━━━ MATERIALS PROVIDED

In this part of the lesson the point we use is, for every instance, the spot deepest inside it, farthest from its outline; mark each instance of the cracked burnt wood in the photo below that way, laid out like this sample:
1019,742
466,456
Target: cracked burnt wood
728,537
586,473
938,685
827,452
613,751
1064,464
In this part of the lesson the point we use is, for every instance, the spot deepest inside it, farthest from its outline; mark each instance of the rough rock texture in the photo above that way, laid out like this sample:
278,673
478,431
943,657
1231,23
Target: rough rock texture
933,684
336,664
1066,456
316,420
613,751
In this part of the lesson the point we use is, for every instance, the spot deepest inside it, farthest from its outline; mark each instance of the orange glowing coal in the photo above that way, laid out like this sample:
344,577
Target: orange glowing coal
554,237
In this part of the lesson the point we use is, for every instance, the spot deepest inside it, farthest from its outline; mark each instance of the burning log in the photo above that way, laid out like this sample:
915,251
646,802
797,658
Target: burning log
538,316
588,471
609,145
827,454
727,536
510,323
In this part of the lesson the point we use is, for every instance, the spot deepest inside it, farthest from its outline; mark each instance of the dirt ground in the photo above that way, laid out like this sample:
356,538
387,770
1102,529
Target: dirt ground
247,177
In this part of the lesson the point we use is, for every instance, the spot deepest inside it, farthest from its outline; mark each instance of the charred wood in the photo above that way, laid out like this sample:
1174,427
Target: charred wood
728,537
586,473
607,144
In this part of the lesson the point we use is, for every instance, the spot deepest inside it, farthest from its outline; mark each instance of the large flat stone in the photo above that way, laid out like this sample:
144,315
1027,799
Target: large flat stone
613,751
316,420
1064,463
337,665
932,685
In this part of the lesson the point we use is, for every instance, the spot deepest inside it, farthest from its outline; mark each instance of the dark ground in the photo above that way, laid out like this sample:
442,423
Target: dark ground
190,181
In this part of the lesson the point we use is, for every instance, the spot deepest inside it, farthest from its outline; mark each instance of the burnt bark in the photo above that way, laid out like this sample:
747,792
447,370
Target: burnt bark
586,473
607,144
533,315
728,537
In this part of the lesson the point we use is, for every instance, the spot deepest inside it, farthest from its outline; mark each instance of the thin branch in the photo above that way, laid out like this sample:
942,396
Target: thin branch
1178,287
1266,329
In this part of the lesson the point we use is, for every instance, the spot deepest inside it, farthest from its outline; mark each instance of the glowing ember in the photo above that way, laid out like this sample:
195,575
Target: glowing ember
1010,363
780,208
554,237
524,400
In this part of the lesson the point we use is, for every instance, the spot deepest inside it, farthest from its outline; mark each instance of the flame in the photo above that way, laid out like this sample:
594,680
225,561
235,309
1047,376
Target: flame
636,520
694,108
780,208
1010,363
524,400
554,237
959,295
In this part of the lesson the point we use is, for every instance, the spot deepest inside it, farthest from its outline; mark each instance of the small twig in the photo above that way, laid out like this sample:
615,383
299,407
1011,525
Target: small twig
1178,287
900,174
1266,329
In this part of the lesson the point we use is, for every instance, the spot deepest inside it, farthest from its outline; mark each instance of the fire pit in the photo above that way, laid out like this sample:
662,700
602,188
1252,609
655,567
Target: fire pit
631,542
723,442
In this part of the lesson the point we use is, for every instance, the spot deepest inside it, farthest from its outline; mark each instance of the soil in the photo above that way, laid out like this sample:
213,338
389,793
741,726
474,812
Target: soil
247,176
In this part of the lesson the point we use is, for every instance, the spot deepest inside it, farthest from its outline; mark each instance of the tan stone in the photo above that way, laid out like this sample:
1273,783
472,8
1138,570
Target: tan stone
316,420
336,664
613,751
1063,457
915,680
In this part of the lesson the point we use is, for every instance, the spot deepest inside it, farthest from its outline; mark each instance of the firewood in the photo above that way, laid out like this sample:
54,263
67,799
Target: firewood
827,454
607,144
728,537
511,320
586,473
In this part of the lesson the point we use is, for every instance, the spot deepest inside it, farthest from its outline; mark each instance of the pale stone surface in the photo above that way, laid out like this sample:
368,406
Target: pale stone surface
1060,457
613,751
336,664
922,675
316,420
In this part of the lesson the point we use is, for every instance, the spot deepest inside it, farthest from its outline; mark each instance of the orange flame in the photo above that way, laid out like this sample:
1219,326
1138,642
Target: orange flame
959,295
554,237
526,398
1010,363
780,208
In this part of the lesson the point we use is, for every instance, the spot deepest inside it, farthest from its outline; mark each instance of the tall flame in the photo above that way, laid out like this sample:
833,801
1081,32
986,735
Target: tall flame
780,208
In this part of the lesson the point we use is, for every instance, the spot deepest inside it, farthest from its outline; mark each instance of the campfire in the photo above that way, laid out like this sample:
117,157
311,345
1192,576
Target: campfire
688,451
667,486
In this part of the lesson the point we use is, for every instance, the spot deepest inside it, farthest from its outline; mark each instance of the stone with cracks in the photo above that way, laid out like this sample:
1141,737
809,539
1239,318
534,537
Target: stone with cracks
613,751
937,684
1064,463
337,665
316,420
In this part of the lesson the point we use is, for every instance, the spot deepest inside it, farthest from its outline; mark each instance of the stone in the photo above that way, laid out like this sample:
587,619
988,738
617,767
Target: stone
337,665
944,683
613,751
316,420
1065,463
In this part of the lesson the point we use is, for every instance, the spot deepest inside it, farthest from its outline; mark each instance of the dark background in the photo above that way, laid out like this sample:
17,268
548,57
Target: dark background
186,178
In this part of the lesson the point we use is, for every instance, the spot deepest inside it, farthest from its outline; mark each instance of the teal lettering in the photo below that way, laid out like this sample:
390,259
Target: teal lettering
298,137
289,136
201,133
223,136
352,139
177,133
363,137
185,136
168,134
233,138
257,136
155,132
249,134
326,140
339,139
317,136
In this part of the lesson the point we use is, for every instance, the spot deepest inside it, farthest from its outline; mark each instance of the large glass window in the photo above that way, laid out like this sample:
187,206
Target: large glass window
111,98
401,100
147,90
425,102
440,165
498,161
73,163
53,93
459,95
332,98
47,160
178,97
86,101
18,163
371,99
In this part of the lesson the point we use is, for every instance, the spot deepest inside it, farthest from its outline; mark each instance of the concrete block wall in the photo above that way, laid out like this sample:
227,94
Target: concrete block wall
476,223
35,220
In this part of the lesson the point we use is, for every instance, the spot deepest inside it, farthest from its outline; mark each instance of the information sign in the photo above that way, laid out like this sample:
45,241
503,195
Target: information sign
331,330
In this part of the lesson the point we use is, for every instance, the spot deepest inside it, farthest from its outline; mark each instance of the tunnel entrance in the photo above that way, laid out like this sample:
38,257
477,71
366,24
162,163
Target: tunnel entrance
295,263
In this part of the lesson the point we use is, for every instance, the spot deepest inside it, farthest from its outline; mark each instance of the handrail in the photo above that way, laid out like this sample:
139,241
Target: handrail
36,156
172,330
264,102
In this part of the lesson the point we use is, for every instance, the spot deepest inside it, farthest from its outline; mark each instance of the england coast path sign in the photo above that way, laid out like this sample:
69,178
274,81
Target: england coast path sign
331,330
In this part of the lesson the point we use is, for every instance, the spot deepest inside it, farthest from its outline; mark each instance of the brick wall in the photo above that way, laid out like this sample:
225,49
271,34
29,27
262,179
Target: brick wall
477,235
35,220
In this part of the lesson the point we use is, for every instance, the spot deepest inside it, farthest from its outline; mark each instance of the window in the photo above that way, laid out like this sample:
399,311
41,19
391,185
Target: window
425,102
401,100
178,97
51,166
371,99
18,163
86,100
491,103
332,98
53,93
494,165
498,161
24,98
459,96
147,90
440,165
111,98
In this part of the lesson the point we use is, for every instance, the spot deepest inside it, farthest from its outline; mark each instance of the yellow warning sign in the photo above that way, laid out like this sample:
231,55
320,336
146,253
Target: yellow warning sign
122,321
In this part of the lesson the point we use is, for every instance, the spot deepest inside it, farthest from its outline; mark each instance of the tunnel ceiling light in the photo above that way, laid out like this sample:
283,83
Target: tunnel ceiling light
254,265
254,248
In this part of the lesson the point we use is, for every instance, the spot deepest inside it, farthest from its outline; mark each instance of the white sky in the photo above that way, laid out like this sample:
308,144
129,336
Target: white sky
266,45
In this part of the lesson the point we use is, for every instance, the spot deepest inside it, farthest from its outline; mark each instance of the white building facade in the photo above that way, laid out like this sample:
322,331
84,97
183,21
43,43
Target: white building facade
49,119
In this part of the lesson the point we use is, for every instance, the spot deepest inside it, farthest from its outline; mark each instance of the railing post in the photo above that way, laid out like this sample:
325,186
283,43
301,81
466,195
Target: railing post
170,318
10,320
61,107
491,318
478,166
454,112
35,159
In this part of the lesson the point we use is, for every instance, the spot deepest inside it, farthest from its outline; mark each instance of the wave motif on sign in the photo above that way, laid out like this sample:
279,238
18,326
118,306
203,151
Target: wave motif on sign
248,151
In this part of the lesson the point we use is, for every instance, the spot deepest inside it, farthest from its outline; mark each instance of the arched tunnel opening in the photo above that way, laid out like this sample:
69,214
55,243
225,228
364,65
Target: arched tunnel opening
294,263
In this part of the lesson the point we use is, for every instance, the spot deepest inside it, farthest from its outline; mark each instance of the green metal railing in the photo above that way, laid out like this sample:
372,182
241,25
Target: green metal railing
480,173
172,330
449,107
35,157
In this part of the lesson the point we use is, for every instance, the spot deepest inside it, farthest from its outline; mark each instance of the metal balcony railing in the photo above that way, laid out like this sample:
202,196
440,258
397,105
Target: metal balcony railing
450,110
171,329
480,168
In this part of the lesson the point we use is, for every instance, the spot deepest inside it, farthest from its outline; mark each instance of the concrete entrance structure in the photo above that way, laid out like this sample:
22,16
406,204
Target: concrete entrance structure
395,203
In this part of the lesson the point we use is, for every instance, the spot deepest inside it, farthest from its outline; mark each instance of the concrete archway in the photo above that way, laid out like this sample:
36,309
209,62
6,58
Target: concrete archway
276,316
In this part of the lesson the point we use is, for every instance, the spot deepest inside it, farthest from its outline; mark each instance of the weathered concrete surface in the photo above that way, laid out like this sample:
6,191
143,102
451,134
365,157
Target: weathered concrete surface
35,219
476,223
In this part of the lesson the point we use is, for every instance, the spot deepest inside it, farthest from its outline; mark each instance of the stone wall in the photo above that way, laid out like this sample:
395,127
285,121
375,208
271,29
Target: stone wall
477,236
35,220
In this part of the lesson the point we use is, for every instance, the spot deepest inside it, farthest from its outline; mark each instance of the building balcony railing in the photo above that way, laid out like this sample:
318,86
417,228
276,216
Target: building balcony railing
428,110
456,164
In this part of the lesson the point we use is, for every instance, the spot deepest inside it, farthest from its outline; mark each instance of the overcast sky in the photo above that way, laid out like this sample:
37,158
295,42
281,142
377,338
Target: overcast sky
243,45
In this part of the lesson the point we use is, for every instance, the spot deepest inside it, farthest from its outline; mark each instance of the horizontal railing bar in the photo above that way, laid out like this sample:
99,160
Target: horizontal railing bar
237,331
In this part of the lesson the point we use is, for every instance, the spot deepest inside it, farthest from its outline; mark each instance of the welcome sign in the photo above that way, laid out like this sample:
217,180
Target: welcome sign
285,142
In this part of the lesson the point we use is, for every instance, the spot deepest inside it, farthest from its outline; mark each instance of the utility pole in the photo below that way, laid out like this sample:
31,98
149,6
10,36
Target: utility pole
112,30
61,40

━━━━━━

THE PROBLEM> Count how many lines in the entries above hold the word "below". Give that number by itself.

RESPONSE FOR THIS EXERCISE> 3